**EXCERPTED PASSAGE**
— BEGIN —

The year was 1965, and she was the first African American woman to attend the University of Mississippi.
The experience shocked Bailey, who came from a loving, supportive, predominantly black community and whose family and friends were considered leaders.
Samuel Bailey, her father, was president of the state and local chapters of the NAACP and a friend to civil rights activists James Meredith and Medgar Evers. Meredith urged Bailey’s father to encourage her to attend Ole Miss, the alma mater of the state’s governor, his daughter, his friends, and a long list of esteemed leaders. It was considered the best school in the South.
Despite her struggles, Bailey can’t imagine going through life bitter and angry.
“Ole Miss gave me inner strength and fortitude that I wouldn’t have if I’d attended another university,” she says. Honoring Bailey’s leadership and achievements in education and diversity programming, the Ole Miss Women’s Council for Philanthropy and the Sarah Isom Center for Women and Gender Studies at Ole Miss established a $100,000 scholarship in her name in 2001. Four years later, she was inducted into the Alumni Hall of Fame.
On her way to becoming principal of Montclair Elementary School in Beaverton, Bailey was a counselor at the Mississippi Employment Commission and worked in Seattle and Lake Washington schools. Her career continued to flourish in the Beaverton School District, where she held numerous positions: director of human relations, assistant principal at Cedar Park and Five Oaks middle schools, principal at Cedar Park Middle School, and central office administrator. Along the way, she earned her master’s degree in education from Lewis & Clark Graduate School of Education and Counseling and entered a doctoral program at Portland State University.

— END —

(Source records)

— BEGIN —

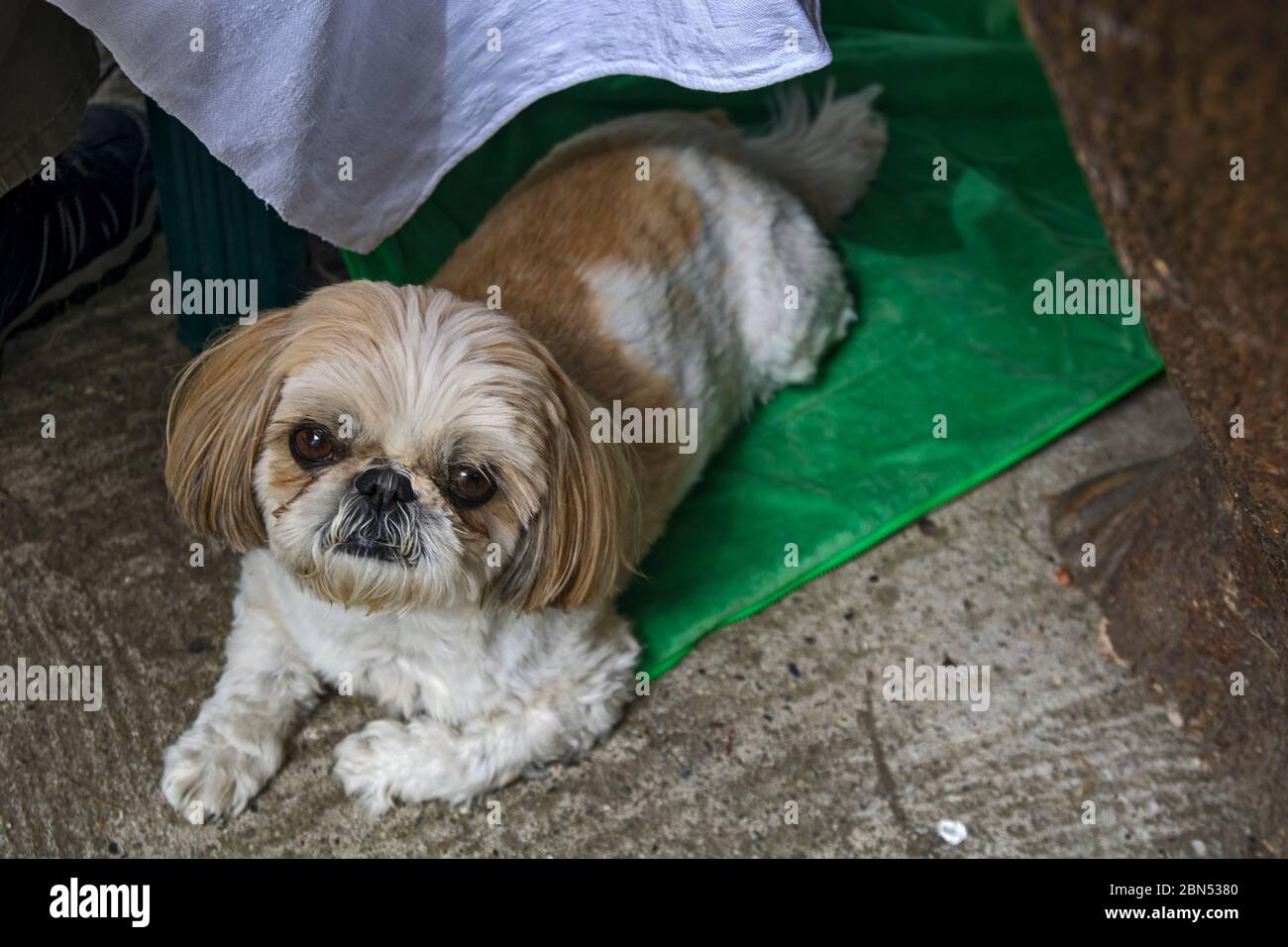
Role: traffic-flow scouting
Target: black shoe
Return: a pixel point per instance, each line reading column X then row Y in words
column 63, row 240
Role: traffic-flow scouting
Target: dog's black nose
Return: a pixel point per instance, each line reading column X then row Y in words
column 384, row 487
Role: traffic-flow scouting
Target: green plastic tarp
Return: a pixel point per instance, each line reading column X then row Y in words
column 948, row 341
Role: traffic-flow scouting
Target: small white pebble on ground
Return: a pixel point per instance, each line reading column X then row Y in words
column 952, row 831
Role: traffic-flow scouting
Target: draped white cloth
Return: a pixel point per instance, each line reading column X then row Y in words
column 286, row 91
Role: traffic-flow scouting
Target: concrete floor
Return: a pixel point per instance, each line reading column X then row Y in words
column 95, row 571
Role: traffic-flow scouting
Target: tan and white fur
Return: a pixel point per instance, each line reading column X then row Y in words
column 485, row 629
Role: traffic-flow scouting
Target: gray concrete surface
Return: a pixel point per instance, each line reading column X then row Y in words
column 94, row 570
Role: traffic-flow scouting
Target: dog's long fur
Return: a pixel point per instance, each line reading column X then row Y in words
column 488, row 630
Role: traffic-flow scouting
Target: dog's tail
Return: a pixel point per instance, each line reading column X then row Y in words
column 827, row 158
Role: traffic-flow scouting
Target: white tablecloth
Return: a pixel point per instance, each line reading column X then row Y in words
column 283, row 90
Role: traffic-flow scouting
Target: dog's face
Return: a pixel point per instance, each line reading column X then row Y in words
column 402, row 449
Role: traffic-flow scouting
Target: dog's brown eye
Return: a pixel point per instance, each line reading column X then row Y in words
column 312, row 445
column 471, row 484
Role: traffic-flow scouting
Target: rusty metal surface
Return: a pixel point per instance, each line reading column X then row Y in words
column 1172, row 94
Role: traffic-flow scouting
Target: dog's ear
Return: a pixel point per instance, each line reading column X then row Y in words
column 585, row 538
column 220, row 405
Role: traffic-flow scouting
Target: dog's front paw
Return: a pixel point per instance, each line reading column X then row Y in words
column 206, row 776
column 387, row 761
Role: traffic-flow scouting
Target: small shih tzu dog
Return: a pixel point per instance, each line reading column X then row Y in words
column 429, row 514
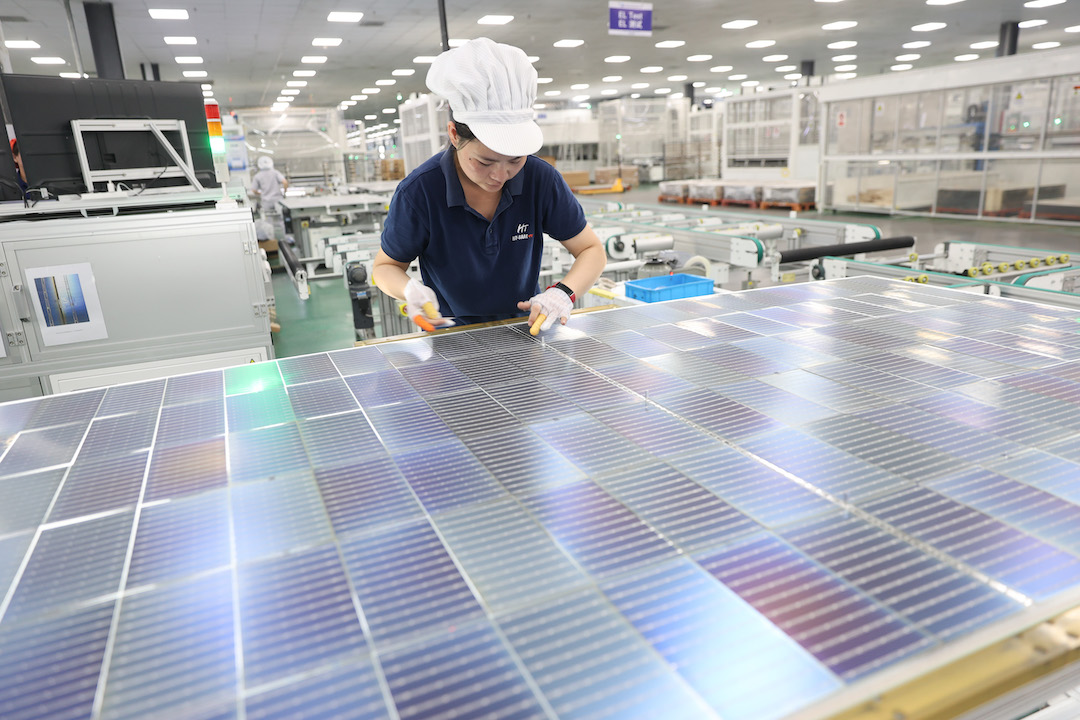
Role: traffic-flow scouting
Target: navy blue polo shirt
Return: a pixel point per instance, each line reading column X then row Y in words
column 480, row 270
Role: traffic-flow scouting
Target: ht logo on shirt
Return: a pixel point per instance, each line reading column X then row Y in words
column 523, row 232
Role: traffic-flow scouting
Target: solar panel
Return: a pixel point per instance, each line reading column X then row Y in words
column 736, row 506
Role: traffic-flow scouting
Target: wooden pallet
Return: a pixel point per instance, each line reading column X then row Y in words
column 798, row 207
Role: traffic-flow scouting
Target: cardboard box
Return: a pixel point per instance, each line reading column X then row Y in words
column 576, row 178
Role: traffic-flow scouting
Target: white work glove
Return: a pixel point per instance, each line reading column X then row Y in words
column 552, row 302
column 421, row 300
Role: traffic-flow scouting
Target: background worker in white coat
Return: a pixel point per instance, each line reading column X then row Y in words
column 475, row 214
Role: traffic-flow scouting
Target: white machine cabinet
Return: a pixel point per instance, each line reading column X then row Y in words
column 171, row 287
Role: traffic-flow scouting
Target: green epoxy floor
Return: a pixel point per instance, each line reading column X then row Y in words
column 324, row 321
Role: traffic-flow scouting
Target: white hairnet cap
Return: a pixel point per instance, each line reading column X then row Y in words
column 490, row 87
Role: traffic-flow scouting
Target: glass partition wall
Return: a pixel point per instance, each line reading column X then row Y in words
column 1009, row 150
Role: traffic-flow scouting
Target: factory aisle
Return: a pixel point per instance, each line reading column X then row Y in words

— END —

**YOUR INSTRUCTIONS**
In one to three sentences, explain why the excerpted passage says the $100,000 scholarship was established in Bailey's name in 2001.

**PROBLEM SOLUTION**
The Ole Miss Women's Council for Philanthropy and the Sarah Isom Center for Women and Gender Studies at Ole Miss established the scholarship to honor Bailey's leadership and achievements in education and diversity programming.